Task: Please set down, word for word, the passage of the external data post below between "Hopefully that quick" and "state of things.", inclusive.

Extract:
::::::
External data - current state of affairs

LN · August 29, 2018, 11:59pm

Hopefully that quick info was enough to help you address your immediate problem, @tomsmyth. I do also want to give a broader update about large datasets in ODK since I don't think that information exists in one place currently. This question ties in to conversations happening about more sophisticated data workflows. In particular, the TSC has been exploring options for adding some kind of case management and that will likely rely on a case list managed as an external document. @adam.butler has been working on a spec at https://github.com/opendatakit/roadmap/issues/23 and I know @Tino_Kreutzer and the folks at Kobo are also interested in this broad topic. @martijnr has also been involved in related conversations and generally really helped me understand the state of things.

I first want to point out that large datasets directly in the form have gotten a lot more performant over the last year thanks to work by @dcbriccetti. So I do recommend trying an internal dataset first as this is simpler to deal with and non-controversial. Those datasets can be updated without having to change the form_id and Collect can can automatically pull those updates (see general settings > Form management > form updates). Depending on the device and specific usage, this can be performant enough for 1000s of data elements.

There are currently 3 incompatible approaches to external data supported by ODK Collect.

External secondary instances

As documented in the ODK XForms specification. This approach is entirely consistent with how datasets in the form are handled. That means everything that works with internal choices also works with external choices including choice filters for cascading selects and any kind of complex XPath querying. This is the only option for external data that is part of the ODK XForms spec. It is supported in ODK Collect and in Enketo. It does have two major downsides: clumsiness of the XML format and performance.

XML is not reasonable to create by hand. For this to be a viable way to represent external data, there needs to be some way to go from tabular data to an XML doc. This could be done server-side, for example. XLSForm could also be able to generate XML external instances just like it builds CSVs for external itemsets. Related to all this is @martijnr's proposal to formally introduce a way to attach a CSV file that would be queryable in the same way as the XML (by, for example, generating the XML on the device). The proposed spec is described in xforms-spec#88.
::::::
Listed records:
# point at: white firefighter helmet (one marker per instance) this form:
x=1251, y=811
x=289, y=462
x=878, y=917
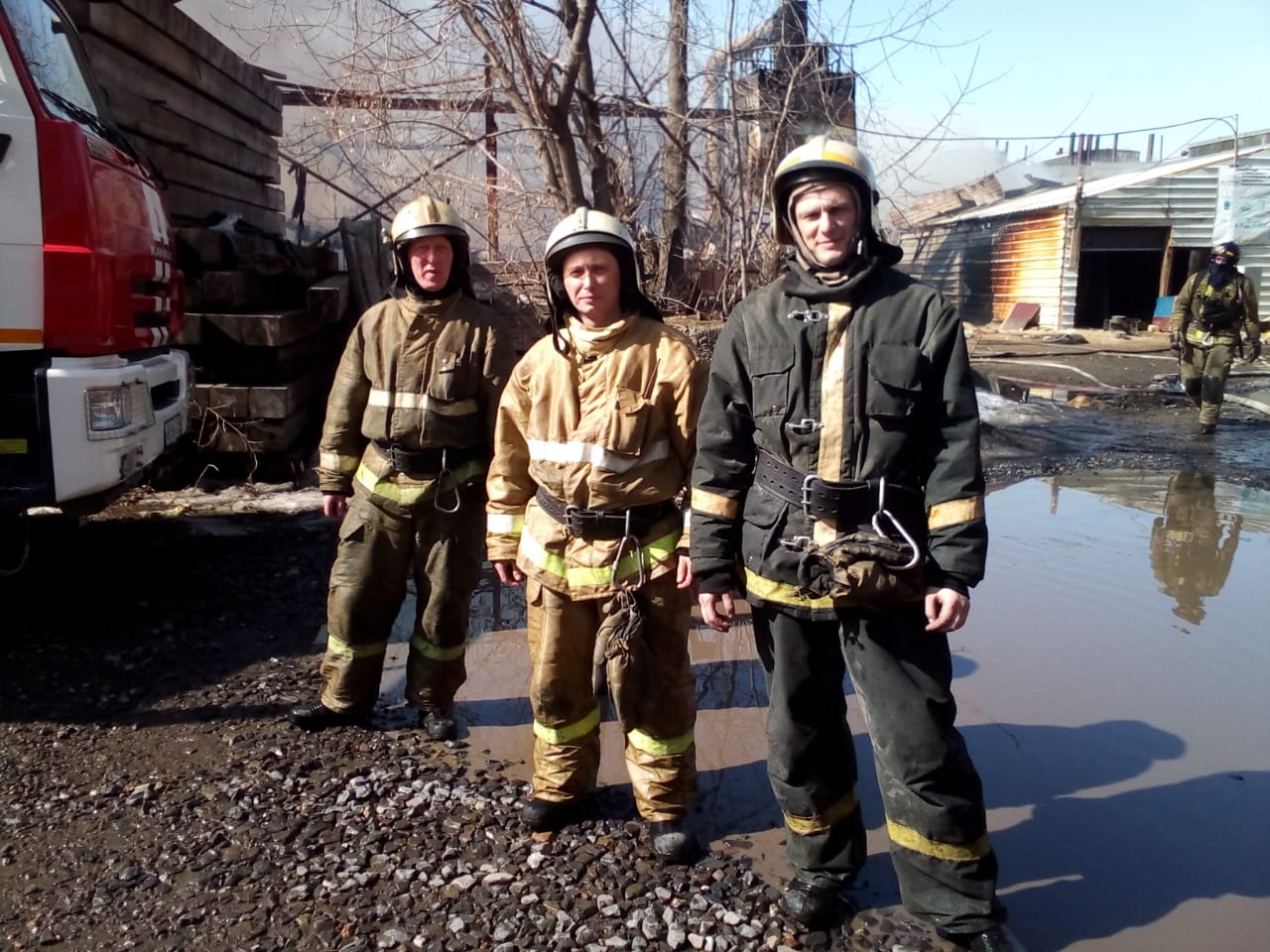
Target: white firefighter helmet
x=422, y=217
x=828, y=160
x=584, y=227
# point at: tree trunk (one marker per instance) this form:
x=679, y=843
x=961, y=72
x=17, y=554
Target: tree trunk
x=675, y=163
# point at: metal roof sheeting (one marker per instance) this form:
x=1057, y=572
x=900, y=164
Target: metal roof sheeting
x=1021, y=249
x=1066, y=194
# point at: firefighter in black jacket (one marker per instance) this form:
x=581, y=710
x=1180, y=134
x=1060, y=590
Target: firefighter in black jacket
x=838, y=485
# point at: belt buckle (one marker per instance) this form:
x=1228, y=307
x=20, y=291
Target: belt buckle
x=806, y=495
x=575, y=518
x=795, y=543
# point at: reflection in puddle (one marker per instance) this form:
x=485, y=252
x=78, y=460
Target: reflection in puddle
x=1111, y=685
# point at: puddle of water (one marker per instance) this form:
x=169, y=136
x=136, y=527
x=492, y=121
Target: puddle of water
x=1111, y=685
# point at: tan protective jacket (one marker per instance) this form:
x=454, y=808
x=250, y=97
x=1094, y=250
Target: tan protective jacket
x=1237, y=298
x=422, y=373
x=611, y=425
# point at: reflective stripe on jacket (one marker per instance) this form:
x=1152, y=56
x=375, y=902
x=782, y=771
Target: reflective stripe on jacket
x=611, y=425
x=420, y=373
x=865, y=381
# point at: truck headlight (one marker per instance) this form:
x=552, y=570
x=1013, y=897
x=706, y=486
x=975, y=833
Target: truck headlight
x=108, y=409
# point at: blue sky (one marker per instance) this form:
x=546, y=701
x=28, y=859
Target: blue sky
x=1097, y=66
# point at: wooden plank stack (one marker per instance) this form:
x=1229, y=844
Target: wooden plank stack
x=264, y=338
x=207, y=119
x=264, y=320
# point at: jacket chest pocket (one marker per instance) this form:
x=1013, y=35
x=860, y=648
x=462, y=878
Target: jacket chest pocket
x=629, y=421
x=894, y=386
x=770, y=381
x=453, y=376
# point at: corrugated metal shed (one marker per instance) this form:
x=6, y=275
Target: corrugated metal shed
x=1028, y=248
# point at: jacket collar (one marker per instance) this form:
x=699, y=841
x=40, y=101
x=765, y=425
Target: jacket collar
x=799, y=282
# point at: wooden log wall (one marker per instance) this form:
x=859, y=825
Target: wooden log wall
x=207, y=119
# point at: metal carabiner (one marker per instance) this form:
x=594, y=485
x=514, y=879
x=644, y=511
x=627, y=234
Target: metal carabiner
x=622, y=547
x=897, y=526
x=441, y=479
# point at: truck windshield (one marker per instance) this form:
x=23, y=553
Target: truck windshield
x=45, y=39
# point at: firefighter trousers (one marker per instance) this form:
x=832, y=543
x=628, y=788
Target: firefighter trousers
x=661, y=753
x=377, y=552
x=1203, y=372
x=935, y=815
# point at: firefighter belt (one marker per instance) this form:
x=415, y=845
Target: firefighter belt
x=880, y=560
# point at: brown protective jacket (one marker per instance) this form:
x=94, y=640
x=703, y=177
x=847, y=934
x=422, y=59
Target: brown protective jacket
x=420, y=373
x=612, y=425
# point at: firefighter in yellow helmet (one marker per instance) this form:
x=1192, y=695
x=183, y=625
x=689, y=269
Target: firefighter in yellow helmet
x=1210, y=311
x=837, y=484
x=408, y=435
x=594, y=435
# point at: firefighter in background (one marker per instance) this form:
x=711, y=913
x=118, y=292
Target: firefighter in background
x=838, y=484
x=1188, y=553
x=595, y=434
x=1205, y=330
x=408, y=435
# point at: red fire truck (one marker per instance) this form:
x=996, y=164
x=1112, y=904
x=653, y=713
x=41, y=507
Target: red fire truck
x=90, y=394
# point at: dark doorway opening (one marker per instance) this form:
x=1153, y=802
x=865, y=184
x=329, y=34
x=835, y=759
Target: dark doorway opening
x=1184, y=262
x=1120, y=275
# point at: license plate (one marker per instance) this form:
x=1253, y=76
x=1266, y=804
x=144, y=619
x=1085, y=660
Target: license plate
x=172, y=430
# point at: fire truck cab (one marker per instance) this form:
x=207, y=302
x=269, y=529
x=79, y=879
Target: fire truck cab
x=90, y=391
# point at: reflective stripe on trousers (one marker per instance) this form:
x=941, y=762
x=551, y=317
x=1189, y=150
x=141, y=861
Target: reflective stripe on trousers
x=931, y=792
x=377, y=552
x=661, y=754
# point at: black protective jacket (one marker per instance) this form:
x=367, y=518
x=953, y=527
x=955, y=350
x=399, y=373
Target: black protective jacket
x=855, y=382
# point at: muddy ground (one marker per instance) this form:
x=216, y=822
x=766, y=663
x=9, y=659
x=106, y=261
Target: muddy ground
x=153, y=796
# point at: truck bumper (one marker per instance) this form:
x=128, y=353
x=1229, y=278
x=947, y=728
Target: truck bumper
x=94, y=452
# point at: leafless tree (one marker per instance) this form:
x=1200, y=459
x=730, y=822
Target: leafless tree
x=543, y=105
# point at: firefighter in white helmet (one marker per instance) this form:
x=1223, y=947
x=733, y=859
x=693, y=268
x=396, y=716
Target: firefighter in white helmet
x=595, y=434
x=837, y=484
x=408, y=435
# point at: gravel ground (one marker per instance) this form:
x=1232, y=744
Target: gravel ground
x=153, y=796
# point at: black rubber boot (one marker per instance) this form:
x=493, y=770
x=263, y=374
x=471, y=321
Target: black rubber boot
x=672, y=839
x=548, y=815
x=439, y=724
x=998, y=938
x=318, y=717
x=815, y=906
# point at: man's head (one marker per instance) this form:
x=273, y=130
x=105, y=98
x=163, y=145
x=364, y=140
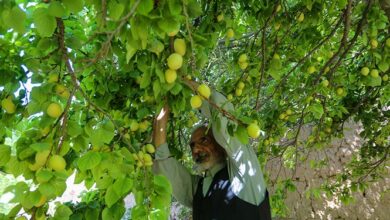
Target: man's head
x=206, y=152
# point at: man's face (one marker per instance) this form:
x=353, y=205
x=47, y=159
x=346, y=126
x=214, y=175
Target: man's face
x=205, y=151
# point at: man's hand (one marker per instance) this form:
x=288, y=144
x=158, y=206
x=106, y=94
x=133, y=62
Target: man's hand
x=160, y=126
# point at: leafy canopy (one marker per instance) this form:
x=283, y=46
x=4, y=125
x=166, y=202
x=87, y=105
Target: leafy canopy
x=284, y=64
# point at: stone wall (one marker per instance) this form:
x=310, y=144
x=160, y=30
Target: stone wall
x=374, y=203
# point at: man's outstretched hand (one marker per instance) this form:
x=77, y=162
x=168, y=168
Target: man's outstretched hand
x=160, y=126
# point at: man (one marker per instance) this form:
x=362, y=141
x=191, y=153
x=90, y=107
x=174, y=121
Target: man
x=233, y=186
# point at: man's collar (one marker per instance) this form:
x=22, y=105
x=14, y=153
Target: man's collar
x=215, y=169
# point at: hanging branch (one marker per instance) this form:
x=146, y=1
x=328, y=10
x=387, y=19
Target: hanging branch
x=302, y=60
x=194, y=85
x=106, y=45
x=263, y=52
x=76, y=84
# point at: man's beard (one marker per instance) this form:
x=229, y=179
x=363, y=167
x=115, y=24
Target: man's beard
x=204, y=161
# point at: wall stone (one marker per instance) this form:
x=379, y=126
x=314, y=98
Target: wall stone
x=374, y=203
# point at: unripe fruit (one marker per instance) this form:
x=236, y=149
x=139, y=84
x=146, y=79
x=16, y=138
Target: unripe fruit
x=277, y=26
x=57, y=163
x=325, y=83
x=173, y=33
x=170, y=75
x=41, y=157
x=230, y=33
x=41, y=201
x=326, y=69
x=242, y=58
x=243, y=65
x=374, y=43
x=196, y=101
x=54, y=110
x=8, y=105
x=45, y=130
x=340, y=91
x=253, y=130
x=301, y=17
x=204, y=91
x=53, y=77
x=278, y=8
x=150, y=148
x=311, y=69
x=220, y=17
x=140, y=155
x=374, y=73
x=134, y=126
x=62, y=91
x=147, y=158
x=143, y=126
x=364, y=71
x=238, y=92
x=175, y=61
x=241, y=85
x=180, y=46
::::::
The reply:
Hopefully that quick info was enough to help you address your immediate problem, @tomsmyth. I do also want to give a broader update about large datasets in ODK since I don't think that information exists in one place currently. This question ties in to conversations happening about more sophisticated data workflows. In particular, the TSC has been exploring options for adding some kind of case management and that will likely rely on a case list managed as an external document. @adam.butler has been working on a spec at https://github.com/opendatakit/roadmap/issues/23 and I know @Tino_Kreutzer and the folks at Kobo are also interested in this broad topic. @martijnr has also been involved in related conversations and generally really helped me understand the state of things.